▶ **Description of the task**: Tally the lines in the entries below that contain the string "palm", treating uppercase and lowercase as different, and give only the number.

** Start of Data for the task **

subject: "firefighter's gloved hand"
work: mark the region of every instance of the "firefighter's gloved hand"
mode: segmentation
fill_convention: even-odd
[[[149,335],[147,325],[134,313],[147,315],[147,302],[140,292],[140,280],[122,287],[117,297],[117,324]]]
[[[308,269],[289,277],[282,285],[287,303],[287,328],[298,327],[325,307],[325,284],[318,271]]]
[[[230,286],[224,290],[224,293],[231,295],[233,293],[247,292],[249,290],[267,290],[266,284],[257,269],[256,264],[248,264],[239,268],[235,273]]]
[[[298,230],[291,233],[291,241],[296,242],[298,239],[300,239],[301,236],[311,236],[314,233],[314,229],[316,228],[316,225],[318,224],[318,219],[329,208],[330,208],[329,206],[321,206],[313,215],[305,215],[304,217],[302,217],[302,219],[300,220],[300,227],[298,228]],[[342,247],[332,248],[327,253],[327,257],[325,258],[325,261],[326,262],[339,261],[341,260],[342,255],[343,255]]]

** End of Data for the task **
** Start of Data for the task **

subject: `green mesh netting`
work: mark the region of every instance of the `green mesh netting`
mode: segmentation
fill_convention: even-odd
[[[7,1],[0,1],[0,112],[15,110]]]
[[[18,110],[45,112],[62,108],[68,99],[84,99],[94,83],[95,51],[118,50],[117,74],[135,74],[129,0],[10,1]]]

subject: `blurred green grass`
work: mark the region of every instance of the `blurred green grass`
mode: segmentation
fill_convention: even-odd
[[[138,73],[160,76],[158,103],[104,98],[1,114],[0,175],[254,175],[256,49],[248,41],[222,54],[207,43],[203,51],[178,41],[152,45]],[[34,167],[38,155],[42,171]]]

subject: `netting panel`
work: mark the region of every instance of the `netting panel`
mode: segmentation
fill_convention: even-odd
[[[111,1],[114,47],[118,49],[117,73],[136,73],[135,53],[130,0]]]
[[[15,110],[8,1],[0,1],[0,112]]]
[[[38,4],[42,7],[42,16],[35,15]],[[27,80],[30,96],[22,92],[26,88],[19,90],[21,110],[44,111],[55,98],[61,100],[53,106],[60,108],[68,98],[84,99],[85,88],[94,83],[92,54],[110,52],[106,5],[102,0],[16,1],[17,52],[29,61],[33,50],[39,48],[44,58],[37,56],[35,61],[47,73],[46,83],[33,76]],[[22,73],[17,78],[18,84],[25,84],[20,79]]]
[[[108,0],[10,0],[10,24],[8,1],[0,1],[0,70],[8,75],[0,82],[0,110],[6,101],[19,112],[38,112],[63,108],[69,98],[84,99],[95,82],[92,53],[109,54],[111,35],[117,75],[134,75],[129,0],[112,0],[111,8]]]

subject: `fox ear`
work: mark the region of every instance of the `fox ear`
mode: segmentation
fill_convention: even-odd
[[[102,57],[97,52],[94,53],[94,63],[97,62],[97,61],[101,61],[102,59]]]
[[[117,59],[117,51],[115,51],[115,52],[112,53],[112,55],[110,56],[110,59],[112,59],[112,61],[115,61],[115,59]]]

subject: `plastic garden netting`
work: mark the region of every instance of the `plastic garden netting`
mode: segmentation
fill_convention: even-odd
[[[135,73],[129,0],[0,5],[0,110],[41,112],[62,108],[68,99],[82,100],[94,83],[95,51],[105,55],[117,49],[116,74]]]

** End of Data for the task **
** Start of Data for the task **

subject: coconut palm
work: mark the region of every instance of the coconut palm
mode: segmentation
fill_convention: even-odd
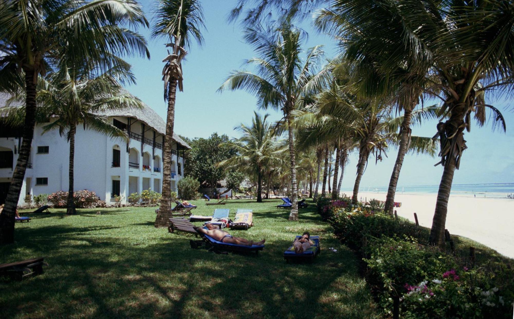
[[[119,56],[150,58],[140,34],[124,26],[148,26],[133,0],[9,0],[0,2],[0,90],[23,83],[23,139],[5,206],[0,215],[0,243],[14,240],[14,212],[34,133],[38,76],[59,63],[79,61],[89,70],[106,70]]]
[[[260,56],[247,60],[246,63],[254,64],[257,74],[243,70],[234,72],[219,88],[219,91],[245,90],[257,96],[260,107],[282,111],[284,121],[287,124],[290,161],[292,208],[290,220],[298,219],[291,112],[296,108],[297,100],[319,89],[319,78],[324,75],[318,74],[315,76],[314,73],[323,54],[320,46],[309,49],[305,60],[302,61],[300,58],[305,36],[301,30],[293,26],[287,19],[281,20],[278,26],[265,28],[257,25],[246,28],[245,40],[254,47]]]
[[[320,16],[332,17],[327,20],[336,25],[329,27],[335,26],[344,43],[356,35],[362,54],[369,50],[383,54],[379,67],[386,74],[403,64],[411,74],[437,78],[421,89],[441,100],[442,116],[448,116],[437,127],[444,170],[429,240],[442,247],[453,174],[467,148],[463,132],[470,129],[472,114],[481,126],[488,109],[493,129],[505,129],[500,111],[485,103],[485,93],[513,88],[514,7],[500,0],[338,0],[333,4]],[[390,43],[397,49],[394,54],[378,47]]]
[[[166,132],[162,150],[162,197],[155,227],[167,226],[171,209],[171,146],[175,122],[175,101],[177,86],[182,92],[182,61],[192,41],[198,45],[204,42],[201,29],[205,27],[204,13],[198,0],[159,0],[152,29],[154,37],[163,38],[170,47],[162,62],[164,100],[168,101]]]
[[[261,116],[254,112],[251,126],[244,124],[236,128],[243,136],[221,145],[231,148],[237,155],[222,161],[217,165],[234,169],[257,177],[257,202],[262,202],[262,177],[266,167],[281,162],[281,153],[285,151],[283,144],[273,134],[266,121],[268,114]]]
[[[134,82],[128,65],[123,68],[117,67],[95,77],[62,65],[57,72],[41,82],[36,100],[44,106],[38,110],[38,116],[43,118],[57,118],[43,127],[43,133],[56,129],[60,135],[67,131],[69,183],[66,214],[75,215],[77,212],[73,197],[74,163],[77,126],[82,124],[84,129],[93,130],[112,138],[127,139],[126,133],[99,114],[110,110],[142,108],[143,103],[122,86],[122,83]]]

** End of Data for the task **

▶ **Output of the exercise**: 2